Lay out the part of the material below that opens with the line containing "the white throw" and closes with the line containing "Query: white throw blanket" as a Markdown table with columns Row and Text. Include both end lines and omit blank lines.

····················

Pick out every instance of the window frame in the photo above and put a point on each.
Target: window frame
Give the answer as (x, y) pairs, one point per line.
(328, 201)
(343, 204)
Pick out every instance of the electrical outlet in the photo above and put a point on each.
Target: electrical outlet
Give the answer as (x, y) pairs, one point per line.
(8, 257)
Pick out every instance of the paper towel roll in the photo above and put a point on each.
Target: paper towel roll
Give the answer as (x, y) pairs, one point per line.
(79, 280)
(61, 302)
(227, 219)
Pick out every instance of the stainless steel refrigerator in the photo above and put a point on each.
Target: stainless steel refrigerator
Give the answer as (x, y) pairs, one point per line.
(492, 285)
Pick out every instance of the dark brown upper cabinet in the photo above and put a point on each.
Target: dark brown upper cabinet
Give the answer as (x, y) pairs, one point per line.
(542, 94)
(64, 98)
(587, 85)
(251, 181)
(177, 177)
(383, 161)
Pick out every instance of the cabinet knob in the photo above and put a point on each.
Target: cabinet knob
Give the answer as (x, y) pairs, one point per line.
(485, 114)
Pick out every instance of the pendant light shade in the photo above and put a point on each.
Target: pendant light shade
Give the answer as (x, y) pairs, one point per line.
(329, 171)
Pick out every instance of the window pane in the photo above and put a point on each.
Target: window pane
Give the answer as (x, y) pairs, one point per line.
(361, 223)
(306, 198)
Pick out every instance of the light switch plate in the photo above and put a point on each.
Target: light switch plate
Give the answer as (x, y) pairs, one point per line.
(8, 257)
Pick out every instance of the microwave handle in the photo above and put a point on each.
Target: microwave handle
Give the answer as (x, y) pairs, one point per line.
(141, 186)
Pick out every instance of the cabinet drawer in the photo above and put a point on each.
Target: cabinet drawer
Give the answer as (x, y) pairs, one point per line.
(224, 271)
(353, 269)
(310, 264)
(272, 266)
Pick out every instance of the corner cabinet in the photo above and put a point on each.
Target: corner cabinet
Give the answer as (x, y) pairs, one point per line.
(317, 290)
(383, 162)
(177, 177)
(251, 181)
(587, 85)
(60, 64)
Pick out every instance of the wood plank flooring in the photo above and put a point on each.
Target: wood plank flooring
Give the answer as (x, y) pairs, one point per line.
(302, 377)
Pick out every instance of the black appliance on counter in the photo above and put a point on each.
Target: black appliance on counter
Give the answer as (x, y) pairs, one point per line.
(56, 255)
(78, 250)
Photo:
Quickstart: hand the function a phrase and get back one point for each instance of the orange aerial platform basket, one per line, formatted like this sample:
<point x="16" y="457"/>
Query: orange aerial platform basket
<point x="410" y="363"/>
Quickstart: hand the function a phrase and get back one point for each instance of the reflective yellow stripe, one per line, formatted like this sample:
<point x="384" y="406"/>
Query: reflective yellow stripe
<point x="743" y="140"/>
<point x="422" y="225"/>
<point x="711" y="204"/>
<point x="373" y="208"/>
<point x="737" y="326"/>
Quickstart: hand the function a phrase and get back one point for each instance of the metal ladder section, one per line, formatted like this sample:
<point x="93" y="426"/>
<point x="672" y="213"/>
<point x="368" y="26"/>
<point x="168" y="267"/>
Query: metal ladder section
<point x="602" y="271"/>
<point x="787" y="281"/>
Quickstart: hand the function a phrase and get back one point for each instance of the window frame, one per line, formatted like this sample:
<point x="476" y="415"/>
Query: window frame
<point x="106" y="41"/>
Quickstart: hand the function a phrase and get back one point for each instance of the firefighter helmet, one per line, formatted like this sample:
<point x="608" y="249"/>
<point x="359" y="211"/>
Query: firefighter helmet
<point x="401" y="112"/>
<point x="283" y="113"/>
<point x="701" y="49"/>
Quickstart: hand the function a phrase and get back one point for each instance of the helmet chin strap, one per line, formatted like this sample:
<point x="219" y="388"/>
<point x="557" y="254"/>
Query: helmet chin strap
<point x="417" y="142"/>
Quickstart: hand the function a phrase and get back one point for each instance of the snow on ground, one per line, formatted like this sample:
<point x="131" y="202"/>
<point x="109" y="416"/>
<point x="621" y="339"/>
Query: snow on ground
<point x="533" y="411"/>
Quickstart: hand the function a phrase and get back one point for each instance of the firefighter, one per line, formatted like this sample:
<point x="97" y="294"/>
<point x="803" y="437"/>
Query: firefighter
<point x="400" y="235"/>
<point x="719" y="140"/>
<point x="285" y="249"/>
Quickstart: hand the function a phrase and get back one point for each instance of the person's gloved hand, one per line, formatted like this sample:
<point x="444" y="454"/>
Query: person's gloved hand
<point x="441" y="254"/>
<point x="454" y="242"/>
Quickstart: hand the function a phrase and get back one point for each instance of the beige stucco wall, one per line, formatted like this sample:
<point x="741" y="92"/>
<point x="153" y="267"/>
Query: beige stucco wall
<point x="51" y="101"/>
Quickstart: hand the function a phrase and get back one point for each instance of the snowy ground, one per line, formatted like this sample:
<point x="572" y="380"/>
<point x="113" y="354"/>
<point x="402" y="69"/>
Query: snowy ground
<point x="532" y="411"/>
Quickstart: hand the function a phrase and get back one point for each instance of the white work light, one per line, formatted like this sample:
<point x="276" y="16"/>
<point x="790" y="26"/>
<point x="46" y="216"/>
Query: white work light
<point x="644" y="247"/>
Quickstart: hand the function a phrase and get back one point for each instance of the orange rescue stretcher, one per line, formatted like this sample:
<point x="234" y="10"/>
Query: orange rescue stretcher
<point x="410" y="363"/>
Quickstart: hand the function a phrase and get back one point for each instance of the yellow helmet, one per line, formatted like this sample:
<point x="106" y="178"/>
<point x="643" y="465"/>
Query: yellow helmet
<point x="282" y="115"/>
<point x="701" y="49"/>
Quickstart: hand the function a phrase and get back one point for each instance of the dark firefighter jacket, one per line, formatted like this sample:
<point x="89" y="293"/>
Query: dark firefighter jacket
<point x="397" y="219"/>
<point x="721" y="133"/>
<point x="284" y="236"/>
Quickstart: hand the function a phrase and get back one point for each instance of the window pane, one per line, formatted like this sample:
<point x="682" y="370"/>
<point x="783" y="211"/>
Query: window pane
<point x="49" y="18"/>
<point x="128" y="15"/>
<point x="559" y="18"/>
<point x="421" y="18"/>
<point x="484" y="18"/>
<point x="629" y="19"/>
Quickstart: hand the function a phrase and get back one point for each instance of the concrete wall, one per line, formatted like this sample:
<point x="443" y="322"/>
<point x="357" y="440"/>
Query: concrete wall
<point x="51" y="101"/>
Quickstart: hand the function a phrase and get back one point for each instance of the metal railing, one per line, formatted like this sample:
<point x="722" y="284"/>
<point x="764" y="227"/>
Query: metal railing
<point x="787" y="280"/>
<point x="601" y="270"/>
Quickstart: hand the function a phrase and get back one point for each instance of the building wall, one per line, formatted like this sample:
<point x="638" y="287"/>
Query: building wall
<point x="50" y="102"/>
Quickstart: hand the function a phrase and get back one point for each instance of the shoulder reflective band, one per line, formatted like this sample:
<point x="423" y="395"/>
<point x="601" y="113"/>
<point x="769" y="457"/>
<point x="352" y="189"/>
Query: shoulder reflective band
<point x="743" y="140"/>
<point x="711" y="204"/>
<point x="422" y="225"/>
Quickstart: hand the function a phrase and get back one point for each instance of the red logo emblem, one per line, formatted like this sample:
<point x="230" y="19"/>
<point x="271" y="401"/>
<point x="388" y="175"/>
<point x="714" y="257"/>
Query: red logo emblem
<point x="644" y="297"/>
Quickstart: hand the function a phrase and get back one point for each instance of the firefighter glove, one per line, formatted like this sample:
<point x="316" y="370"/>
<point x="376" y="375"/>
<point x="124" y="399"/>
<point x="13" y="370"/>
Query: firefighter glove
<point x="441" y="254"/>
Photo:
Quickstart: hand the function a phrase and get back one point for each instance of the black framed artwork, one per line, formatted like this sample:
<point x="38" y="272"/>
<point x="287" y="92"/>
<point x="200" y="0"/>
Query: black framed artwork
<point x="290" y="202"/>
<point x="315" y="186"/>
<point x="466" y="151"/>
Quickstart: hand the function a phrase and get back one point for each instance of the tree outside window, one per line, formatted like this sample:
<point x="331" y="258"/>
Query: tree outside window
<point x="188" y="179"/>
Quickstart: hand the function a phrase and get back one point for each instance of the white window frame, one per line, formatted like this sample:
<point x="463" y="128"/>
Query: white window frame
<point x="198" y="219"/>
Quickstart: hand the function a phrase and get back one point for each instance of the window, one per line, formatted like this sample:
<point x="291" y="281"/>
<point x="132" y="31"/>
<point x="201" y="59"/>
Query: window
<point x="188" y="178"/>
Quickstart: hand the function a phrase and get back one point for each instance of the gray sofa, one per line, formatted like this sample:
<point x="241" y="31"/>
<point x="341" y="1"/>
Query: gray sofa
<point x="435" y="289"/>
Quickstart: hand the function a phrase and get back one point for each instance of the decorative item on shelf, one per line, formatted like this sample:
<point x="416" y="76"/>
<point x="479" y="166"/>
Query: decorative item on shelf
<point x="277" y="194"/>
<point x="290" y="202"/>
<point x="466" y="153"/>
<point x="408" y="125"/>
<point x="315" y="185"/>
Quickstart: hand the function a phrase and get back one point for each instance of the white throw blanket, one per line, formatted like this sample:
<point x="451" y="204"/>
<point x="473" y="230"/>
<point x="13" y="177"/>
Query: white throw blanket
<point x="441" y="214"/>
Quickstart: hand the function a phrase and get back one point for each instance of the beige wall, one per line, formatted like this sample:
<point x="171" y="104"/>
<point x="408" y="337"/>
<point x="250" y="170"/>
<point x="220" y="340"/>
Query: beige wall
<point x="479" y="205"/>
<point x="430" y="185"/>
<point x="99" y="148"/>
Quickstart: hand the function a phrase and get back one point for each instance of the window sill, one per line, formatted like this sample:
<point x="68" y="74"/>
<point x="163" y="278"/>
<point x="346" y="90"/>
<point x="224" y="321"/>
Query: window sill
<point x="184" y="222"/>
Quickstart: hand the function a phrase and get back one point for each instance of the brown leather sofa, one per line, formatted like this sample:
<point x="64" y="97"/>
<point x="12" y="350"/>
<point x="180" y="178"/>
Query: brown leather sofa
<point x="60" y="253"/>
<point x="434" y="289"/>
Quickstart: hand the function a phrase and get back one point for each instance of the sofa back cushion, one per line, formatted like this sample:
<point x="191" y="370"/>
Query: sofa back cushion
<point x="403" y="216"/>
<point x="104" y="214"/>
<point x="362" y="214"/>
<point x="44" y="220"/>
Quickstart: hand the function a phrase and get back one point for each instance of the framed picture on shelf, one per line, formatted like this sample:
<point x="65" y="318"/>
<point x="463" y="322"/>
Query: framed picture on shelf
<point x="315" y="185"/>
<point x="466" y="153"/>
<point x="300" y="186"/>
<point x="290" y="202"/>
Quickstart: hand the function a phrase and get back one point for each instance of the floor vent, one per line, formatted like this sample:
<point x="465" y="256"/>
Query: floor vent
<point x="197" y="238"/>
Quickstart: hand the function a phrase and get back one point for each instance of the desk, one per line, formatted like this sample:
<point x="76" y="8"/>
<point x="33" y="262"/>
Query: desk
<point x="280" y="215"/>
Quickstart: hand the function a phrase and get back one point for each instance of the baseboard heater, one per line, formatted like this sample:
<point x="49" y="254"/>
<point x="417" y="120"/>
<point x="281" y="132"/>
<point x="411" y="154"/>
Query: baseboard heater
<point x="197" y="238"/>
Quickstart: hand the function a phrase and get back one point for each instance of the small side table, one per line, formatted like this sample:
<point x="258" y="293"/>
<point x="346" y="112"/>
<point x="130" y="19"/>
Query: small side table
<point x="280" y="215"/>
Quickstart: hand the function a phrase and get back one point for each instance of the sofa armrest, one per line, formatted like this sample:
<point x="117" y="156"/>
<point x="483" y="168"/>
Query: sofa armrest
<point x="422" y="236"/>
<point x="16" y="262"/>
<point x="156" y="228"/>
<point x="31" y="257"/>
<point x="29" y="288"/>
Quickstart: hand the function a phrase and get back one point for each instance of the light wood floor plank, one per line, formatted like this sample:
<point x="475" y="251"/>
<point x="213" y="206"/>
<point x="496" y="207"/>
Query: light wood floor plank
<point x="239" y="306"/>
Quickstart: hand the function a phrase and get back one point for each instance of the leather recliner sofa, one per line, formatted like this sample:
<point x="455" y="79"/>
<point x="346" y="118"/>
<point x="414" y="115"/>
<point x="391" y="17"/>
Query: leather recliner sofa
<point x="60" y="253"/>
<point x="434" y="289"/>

····················

**OUTPUT BELOW**
| Row | Text |
|---|---|
| 1 | Quickstart: hand the function a phrase and get back one point for each instance of the white throw blanket, one per line, formatted like this sample: |
| 2 | <point x="451" y="204"/> |
| 3 | <point x="473" y="230"/> |
| 4 | <point x="13" y="177"/> |
| 5 | Query: white throw blanket |